GIVEN RECORDS.
Segment Open
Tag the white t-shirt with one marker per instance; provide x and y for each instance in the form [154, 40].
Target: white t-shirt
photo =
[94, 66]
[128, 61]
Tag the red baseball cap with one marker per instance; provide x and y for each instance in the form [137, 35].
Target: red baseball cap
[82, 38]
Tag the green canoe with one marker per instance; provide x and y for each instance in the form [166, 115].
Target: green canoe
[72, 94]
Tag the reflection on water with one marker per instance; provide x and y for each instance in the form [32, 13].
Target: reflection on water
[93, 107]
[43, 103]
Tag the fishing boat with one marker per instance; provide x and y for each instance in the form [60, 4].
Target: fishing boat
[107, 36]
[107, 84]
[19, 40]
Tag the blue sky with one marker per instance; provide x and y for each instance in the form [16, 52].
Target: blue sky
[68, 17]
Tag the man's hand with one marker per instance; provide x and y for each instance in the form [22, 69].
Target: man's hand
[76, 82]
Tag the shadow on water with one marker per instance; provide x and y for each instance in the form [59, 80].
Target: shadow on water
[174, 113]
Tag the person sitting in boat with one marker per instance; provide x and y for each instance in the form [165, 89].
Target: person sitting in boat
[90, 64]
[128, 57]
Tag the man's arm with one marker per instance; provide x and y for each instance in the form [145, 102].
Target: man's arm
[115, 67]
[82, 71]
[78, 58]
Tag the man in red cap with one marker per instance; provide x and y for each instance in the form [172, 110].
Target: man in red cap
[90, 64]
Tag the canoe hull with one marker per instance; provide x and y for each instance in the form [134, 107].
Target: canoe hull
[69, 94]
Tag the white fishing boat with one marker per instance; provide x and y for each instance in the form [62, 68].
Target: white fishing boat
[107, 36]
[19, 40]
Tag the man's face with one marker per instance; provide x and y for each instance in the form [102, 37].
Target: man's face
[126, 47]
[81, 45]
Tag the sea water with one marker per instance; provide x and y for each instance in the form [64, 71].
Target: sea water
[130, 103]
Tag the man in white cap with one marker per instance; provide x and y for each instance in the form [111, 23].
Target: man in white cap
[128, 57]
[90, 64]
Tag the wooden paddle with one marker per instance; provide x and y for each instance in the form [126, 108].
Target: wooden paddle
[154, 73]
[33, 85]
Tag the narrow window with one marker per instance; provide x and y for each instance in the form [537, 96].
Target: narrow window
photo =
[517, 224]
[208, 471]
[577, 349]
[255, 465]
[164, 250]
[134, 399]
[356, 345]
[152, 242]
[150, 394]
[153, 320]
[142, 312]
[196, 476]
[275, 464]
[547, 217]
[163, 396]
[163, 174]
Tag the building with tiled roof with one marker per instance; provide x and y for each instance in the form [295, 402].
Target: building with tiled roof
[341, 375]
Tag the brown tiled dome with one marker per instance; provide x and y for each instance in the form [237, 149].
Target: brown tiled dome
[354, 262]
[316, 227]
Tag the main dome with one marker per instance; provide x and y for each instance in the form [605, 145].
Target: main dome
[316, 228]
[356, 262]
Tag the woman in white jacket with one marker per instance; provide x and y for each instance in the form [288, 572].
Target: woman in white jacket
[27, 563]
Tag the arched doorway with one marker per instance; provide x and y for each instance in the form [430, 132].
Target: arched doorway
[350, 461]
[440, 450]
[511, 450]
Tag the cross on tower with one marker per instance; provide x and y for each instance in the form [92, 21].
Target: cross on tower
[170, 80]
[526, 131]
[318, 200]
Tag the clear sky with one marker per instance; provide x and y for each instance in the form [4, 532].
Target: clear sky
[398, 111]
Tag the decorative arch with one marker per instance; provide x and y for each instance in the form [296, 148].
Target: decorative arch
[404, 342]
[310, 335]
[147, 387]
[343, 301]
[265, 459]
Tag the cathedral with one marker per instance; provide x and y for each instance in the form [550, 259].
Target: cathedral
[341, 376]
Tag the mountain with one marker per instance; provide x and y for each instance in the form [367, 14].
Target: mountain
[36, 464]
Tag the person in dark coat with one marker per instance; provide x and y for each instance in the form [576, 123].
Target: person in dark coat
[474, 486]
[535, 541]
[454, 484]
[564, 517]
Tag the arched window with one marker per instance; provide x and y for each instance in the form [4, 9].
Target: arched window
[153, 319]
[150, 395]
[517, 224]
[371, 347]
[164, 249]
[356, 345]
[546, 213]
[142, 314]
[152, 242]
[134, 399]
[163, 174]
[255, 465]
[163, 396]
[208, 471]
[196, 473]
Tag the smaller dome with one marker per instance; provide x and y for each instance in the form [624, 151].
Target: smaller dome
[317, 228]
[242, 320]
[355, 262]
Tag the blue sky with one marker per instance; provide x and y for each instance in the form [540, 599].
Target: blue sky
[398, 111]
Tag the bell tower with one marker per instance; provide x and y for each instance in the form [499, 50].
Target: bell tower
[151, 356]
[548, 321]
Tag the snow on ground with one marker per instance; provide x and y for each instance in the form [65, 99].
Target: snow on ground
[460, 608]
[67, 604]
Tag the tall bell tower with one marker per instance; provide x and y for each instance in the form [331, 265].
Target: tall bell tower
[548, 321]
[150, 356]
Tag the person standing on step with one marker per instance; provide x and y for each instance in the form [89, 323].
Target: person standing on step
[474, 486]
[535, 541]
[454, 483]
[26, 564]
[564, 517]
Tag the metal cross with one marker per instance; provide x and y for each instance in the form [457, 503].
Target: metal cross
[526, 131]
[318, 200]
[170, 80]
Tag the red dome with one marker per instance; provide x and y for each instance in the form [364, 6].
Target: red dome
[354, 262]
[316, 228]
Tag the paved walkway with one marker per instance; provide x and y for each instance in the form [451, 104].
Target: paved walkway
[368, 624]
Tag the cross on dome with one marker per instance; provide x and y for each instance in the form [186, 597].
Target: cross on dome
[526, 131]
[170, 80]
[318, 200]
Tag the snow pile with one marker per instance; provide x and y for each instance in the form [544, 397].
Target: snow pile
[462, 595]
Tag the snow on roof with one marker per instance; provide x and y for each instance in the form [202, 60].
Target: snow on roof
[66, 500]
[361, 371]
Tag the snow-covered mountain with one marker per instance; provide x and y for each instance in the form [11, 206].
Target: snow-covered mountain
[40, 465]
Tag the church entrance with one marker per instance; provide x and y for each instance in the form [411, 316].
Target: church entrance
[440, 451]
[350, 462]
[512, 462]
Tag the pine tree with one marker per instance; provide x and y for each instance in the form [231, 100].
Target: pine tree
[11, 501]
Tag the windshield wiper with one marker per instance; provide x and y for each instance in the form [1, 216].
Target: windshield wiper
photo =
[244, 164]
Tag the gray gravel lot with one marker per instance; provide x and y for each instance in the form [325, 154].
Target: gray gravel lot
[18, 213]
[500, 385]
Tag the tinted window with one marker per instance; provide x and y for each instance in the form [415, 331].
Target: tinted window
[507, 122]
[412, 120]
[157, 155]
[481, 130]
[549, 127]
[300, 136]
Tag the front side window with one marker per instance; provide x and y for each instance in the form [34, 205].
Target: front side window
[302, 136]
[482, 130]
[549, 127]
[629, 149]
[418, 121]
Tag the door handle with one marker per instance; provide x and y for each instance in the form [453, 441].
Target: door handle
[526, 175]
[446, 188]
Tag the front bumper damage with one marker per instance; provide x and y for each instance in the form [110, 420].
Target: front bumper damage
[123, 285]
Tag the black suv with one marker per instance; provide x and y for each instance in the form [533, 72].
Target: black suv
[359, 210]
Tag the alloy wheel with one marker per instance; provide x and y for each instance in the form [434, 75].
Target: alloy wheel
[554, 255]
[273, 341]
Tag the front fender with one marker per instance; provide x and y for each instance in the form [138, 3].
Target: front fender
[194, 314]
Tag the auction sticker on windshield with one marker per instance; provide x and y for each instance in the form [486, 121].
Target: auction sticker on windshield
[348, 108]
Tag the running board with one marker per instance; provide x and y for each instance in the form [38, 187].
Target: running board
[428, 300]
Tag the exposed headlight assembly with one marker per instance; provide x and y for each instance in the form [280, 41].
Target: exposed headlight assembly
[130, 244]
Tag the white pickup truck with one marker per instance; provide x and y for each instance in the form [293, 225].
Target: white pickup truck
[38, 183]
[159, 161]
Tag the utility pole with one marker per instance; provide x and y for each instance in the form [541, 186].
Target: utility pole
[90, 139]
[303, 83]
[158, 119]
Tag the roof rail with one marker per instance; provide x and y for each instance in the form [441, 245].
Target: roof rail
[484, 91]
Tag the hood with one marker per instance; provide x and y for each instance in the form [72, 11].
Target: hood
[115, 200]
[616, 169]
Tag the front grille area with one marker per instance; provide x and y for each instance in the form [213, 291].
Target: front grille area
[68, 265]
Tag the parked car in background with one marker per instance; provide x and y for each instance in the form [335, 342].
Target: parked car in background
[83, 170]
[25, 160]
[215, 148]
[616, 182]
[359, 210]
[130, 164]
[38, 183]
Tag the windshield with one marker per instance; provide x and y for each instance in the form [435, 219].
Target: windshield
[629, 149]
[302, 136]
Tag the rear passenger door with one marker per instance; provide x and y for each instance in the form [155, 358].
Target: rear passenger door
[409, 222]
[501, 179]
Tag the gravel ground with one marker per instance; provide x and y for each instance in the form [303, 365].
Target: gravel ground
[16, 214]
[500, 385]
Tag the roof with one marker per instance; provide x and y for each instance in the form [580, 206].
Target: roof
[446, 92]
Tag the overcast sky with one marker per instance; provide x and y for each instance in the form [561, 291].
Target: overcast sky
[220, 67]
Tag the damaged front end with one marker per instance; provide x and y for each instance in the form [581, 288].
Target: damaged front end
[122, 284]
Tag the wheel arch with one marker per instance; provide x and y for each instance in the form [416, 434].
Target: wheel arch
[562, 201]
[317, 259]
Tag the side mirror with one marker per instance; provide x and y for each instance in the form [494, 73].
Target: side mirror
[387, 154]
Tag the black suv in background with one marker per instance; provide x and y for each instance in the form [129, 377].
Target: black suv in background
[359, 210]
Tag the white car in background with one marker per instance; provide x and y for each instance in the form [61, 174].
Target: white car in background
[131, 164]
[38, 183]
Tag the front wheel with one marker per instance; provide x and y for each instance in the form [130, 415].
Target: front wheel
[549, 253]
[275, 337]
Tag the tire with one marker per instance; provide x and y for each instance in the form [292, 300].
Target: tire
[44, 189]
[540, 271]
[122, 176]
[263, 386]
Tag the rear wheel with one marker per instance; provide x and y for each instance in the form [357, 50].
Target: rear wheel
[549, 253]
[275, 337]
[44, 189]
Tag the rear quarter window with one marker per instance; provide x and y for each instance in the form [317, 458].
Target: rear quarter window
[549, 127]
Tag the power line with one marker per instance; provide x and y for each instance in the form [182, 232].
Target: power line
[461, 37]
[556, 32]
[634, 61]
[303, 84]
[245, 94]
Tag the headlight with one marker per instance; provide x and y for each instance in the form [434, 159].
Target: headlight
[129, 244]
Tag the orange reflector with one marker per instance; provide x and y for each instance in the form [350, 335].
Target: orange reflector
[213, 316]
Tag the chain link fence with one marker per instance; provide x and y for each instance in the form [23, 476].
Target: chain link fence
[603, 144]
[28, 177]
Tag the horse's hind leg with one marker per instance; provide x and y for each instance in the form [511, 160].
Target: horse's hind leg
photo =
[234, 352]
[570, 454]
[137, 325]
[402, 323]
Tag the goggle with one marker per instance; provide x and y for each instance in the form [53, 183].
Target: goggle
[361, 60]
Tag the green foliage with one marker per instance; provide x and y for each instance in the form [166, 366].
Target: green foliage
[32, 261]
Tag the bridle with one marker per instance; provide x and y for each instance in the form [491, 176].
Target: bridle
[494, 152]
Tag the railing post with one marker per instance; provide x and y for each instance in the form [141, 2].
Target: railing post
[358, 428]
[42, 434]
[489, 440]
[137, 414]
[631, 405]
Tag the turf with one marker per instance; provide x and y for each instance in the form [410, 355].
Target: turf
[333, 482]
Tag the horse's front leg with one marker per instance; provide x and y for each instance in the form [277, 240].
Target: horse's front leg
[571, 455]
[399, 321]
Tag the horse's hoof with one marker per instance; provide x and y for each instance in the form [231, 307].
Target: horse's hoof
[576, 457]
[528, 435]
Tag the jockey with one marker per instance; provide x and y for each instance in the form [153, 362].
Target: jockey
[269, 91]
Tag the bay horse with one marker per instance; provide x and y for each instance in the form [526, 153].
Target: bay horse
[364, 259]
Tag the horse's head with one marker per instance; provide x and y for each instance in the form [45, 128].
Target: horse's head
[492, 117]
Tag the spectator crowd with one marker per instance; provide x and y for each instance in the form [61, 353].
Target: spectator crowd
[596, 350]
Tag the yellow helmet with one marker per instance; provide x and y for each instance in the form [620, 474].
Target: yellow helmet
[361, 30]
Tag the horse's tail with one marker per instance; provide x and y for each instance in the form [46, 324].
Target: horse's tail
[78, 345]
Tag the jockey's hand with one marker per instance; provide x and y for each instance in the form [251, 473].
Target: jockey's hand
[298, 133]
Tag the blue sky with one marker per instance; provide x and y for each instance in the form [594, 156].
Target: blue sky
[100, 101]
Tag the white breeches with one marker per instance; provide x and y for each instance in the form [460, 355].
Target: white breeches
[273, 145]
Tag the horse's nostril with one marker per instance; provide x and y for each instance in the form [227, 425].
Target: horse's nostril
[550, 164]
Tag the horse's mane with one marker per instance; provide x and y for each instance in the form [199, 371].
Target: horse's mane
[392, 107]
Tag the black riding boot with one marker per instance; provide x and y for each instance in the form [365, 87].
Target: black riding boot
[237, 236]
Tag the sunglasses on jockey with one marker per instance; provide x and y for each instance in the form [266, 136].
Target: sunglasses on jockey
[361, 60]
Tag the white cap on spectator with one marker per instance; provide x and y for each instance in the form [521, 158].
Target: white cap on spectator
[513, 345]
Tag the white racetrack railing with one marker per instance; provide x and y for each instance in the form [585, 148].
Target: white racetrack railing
Segment Closed
WORK ITEM. Quote the data above from the line containing "Target: bridle" to the line containing "Tag the horse's mane", inclusive, and stop.

EXERCISE SOLUTION.
Target: bridle
[494, 152]
Tag the railing post with one marker per instance; provide x and y for each instance in the form [141, 2].
Target: railing post
[358, 428]
[42, 434]
[489, 440]
[137, 414]
[631, 405]
Tag the turf with one marker per instance; provide x and y for each instance in the form [410, 355].
Target: turf
[333, 482]
Tag the horse's front leg with one marker per instance; provide x and y for each instance in the form [277, 240].
Target: horse's front leg
[571, 455]
[399, 321]
Tag the horse's hoof with one marker per instance; provide x and y for each instance in the form [231, 307].
Target: horse's hoof
[576, 457]
[528, 435]
Tag the jockey with one marker per instance; provide x and y for each instance in the form [153, 362].
Target: jockey
[269, 91]
Tag the bay horse with one marker per instance; provide x and y for each instance in the form [526, 153].
Target: bay horse
[364, 259]
Tag the horse's head with one marker per instance; provide x and y for each instance in the form [45, 128].
Target: horse's head
[492, 117]
Tag the spectator crowd with one marker per instance; provide x and y for each instance in the form [61, 353].
Target: spectator crowd
[596, 350]
Tag the yellow helmet with one marker per instance; provide x and y for each instance in the form [620, 474].
Target: yellow helmet
[361, 30]
Tag the horse's tail with one marker per instance; provide x and y for each instance in the form [46, 324].
Target: horse's tail
[78, 345]
Tag the jockey's hand with one marker per instance; provide x and y for each instance in the form [251, 473].
Target: jockey's hand
[298, 133]
Tag the blue sky with one marker per instance; provide x and y for each instance in the form [594, 156].
Target: blue sky
[100, 101]
Tag the white breeches with one marker per instance; provide x and y for each instance in the form [460, 355].
Target: white breeches
[273, 145]
Tag the horse's nostril with one marker per instance; provide x and y for each instance in the form [227, 425].
Target: horse's nostril
[550, 164]
Tag the horse's mane with one marker per instance; provide x and y for each instance in the form [199, 371].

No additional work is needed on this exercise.